Dataset excerpt
## start

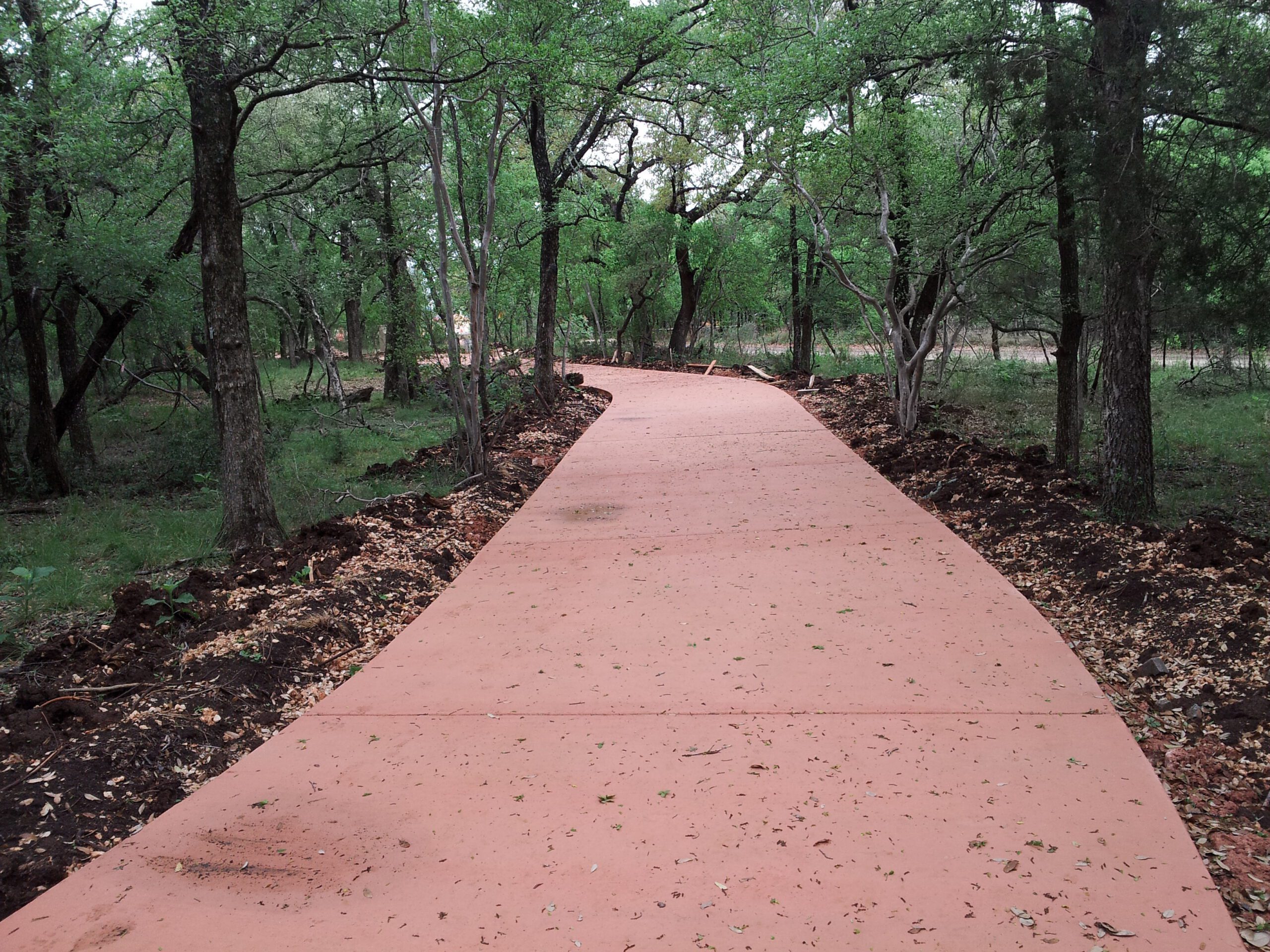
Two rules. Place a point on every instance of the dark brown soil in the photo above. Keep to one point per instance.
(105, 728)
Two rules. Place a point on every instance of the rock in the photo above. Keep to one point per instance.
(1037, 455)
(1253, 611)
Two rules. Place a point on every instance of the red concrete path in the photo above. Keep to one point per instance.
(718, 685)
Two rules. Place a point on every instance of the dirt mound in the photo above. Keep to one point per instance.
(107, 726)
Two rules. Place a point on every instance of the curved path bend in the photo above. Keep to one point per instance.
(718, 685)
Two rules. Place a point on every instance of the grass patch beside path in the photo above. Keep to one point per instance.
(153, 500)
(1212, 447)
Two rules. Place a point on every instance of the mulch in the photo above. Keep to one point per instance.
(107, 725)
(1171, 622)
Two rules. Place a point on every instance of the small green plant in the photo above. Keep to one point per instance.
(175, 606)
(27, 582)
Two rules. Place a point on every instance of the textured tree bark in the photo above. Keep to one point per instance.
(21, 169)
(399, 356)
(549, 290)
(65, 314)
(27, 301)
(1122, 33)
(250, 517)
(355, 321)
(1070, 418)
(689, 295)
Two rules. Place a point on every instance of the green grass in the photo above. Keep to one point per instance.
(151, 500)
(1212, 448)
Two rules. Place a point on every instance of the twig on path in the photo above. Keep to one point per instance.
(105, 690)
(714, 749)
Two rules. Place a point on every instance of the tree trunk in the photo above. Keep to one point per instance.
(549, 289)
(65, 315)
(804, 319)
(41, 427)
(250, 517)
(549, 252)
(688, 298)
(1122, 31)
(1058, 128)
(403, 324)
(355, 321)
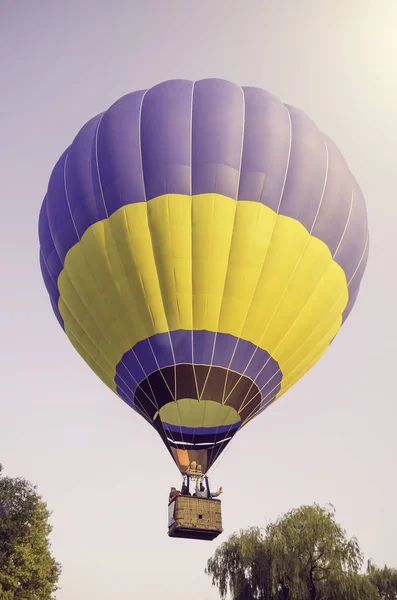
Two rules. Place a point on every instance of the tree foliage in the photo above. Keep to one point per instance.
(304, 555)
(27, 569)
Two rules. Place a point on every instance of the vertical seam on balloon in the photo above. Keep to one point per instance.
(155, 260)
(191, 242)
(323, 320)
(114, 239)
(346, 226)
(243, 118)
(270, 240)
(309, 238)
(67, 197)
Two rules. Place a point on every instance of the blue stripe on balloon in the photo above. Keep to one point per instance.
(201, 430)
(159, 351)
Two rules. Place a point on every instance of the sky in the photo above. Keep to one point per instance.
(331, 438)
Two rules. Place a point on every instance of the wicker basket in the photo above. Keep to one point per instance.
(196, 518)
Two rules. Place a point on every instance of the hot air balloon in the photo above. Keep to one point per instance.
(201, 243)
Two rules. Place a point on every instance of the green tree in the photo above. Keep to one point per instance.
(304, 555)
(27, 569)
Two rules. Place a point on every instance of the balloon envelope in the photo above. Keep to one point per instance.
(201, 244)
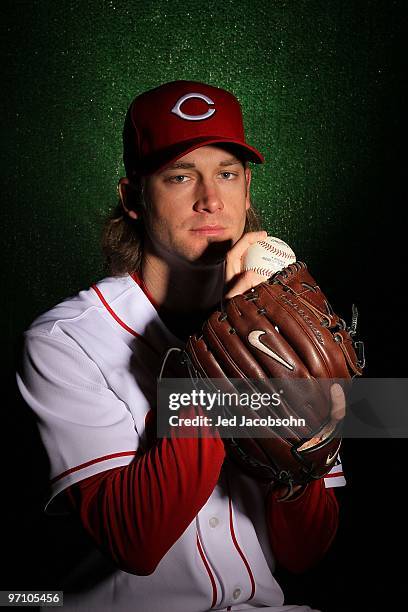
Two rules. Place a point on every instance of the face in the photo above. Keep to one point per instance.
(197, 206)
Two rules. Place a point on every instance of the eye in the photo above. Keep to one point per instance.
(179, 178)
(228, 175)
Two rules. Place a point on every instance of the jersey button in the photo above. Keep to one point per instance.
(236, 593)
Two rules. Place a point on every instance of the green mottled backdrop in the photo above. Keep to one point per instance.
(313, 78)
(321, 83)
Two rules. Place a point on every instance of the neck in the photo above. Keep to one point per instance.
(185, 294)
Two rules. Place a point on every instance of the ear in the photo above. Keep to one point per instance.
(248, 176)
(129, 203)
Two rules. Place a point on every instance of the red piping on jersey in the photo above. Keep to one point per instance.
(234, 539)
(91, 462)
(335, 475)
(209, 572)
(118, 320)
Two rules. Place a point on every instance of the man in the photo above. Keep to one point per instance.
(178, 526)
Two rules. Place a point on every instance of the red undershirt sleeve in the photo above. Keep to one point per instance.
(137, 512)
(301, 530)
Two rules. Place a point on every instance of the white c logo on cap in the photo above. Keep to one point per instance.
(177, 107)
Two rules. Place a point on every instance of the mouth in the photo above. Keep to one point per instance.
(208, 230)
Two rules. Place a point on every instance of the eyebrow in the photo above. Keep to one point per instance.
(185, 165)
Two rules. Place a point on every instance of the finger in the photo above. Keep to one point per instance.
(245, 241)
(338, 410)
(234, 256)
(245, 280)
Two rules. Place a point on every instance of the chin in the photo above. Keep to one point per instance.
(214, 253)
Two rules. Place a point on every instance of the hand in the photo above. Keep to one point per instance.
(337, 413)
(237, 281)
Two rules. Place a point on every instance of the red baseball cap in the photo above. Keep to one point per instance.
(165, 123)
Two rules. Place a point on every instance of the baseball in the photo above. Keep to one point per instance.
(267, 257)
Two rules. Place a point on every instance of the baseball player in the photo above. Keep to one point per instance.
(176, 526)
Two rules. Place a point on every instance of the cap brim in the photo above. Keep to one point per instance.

## end

● **Directions**
Quote the preceding listing precisely and completely, omitting its images.

● **Answer to the exercise**
Two rules. Place a point on every instance of the dark brown soil in the photo above. Keep to one point per instance.
(105, 728)
Two rules. Place a point on every instance of the rock in the photo above. Keep to one point per instance.
(1037, 455)
(1253, 611)
Two rules. Place a point on every instance of the red concrete path in the photo above. Keep to one point per instance.
(718, 685)
Two rules. Place a point on every instance of the dirt mound in the photo above. Keep to one point per instance.
(107, 726)
Two rules. Place a point on every instance of the curved path bend in the photo above. Keep to one point per instance.
(718, 685)
Two rules. Place a point on every instance of the grass patch beside path in the photo above. Keep to one point per instance.
(153, 500)
(1212, 447)
Two rules. Place a point on every instance of the mulch in the photo above. Keep to one point per instance.
(107, 725)
(1171, 622)
Two rules. Place a point on every instance of the small green plant in the photo above. Keep to one point per instance.
(175, 606)
(27, 582)
Two rules. Place a point on every instance of the textured tree bark in the photo above. Keep to one point per instance.
(21, 169)
(399, 356)
(549, 290)
(65, 314)
(27, 301)
(1122, 33)
(250, 517)
(355, 321)
(1070, 418)
(689, 295)
Two rules. Place a point on every instance of the green grass in the photo above. Keep to one point per instance.
(151, 500)
(1212, 448)
Two rules. Place a point on every instance of the twig on path in the photo above. Keep to one point per instance.
(105, 690)
(714, 749)
Two rules. Place a point on every instance of the tree trunk in the photo above. Keep to one point per instance.
(549, 289)
(65, 315)
(804, 319)
(41, 427)
(250, 517)
(549, 252)
(688, 298)
(1122, 31)
(1058, 128)
(403, 324)
(355, 321)
Two rules. Place a point on every instance of the tree foliage in the photo above. Keep to one point per instance.
(304, 555)
(27, 569)
Two rules. Place a point on every instance of the vertical seam on balloon in the photo above. Keep to one point per instance.
(155, 260)
(191, 242)
(323, 320)
(114, 239)
(346, 226)
(243, 118)
(270, 240)
(309, 238)
(67, 197)
Two rules. Place a point on every instance of the blue stripe on balloon in the photo above. Keep to one point per instance.
(201, 430)
(159, 351)
Two rules. Place a point on every instance of the sky in the photo above. Keep to one point per instance.
(331, 438)
Two rules. Place a point on every instance of the wicker basket in the photo above. Keep to one point per instance.
(196, 518)
Two rules. Place a point on every instance of the hot air balloon in the photo above. Keep to one point per instance.
(201, 243)
Two rules. Place a point on every instance of the green tree in the photo above. Keep to one point per instance.
(304, 555)
(27, 569)
Two rules. Place a point on every instance of the balloon envelope in the photo above. Keep to one point per instance.
(201, 244)
Two rules. Place a point on every instance of the face in the photo above. Keep to one point per instance.
(197, 206)
Two rules. Place a point on every instance of the eye in the photo above. Keep to one point per instance.
(179, 178)
(228, 175)
Two rules. Place a point on every instance of the jersey button in the photo above. Keep to one point per instance.
(236, 593)
Two rules. Place a point on every instance of the green mottled backdrop in the photo above. Keep to one point per instance.
(313, 78)
(321, 83)
Two rules. Place a point on every instance of the neck in the photo above. Keep to one point per instance.
(185, 294)
Two rules. Place a point on every instance of the ear in the photo above. Keep to one point per instance.
(248, 176)
(129, 203)
Two rules. Place a point on every instance of the red piping on jersey in the photo above. Keep to one point per instance.
(234, 539)
(91, 462)
(335, 475)
(209, 572)
(118, 320)
Two rules. Place a point on every instance of the man in the photo above. Keep to one point per instance.
(178, 526)
Two rules. Place a point on every instance of the red undershirt sleeve in the photo above. Keep to one point per instance.
(137, 512)
(301, 530)
Two rules. Place a point on every instance of the white c logo on cap in the photo above. Keep to one point per instance.
(177, 107)
Two rules. Place a point on every instance of the mouth in the photo above. Keep to one point per instance.
(208, 230)
Two rules. Place a point on every instance of the eyebrow in the photo above. Keep to one point per instance.
(185, 165)
Two rules. Place a point on every instance of the finger in the photo above. Keep to one point per instance.
(245, 241)
(338, 410)
(234, 256)
(245, 280)
Two rules. Place a point on every instance of the chin in the photo above. Keep to one point per instance.
(214, 253)
Two rules. Place a point on every instance of the hand in the photo above. Keep to one point per instance.
(337, 413)
(237, 281)
Two rules. Place a point on every instance of the red baseball cap in the photo above. Keep to one point per instance.
(165, 123)
Two rules. Place a point on every instance of the baseball in the photo above. Keep to one point per instance.
(267, 257)
Two rules. Place a point on every instance of the baseball player in the photo above. Keep to one point per instance.
(176, 526)
Two rules. Place a point on every instance of the cap brim in the photo above. Keep to one point per instance.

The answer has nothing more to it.